Go through the data below and return each line containing the word "wheel".

Given data:

-------

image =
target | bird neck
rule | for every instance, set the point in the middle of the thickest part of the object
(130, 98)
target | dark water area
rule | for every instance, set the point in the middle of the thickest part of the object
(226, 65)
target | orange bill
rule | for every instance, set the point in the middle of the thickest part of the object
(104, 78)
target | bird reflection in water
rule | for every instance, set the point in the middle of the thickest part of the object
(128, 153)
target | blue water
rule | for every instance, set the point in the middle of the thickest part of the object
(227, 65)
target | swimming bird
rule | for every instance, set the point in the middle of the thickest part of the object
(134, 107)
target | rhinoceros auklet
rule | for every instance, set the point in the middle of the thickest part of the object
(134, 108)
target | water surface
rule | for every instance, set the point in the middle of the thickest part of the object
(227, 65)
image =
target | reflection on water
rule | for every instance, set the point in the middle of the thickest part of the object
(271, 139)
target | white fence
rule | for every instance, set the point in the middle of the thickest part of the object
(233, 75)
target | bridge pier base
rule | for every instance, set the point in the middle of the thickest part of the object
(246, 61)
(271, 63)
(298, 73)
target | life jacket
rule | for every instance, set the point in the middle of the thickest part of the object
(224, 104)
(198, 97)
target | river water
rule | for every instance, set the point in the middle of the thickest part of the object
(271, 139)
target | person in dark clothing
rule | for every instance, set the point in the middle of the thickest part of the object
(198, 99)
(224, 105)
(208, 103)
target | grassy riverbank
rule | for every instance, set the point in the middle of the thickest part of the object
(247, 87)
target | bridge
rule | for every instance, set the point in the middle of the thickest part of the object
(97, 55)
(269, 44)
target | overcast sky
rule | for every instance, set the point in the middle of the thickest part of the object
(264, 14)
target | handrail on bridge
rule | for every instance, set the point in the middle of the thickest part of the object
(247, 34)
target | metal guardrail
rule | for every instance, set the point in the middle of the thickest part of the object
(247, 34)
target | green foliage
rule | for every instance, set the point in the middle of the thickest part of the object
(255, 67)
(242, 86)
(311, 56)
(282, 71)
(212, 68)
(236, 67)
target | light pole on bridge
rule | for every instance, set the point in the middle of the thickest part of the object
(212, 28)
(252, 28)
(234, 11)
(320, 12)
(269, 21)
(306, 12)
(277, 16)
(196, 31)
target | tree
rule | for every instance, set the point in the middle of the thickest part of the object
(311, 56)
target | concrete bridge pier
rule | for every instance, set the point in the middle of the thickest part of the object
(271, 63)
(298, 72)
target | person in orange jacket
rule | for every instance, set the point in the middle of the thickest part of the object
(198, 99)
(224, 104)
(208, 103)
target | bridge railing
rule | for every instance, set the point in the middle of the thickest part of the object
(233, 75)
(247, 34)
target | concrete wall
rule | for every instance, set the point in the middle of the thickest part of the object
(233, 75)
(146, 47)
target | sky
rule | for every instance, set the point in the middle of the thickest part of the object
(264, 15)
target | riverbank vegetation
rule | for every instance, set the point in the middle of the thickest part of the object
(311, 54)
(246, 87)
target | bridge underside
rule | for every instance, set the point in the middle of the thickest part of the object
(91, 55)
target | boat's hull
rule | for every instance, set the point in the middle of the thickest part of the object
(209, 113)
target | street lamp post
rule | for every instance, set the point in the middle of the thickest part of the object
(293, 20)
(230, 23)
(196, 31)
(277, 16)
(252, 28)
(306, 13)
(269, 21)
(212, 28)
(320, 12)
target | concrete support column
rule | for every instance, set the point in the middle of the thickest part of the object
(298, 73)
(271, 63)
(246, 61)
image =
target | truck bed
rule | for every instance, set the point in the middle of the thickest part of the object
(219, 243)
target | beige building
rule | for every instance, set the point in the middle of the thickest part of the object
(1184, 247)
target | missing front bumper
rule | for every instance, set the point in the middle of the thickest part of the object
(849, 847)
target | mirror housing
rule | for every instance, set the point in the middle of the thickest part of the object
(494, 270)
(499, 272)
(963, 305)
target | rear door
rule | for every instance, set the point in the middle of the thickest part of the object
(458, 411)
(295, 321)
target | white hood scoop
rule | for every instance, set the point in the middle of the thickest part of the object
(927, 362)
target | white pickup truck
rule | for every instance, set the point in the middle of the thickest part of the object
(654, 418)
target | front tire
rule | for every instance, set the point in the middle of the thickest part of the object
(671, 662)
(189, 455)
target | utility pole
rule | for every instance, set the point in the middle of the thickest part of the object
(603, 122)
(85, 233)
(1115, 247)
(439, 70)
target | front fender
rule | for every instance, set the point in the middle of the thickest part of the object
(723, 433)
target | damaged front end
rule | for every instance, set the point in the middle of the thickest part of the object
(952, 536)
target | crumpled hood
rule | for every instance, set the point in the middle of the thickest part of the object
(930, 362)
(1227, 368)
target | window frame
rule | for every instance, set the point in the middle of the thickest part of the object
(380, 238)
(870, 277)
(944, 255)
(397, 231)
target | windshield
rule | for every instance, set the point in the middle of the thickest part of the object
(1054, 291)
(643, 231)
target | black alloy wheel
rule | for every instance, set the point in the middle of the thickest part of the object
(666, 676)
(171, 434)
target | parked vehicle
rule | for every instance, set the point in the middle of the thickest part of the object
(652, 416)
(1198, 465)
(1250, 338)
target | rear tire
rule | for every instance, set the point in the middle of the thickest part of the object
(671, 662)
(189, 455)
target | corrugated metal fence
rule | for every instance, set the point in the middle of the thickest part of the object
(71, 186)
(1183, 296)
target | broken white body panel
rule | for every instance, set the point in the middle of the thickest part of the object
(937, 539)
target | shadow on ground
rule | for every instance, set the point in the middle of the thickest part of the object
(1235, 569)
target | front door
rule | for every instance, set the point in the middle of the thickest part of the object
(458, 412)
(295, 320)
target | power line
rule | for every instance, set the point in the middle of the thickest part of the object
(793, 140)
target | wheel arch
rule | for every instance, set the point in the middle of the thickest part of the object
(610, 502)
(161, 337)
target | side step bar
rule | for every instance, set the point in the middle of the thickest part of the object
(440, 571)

-------

Your solution:
target | black alloy wheel
target | wheel arch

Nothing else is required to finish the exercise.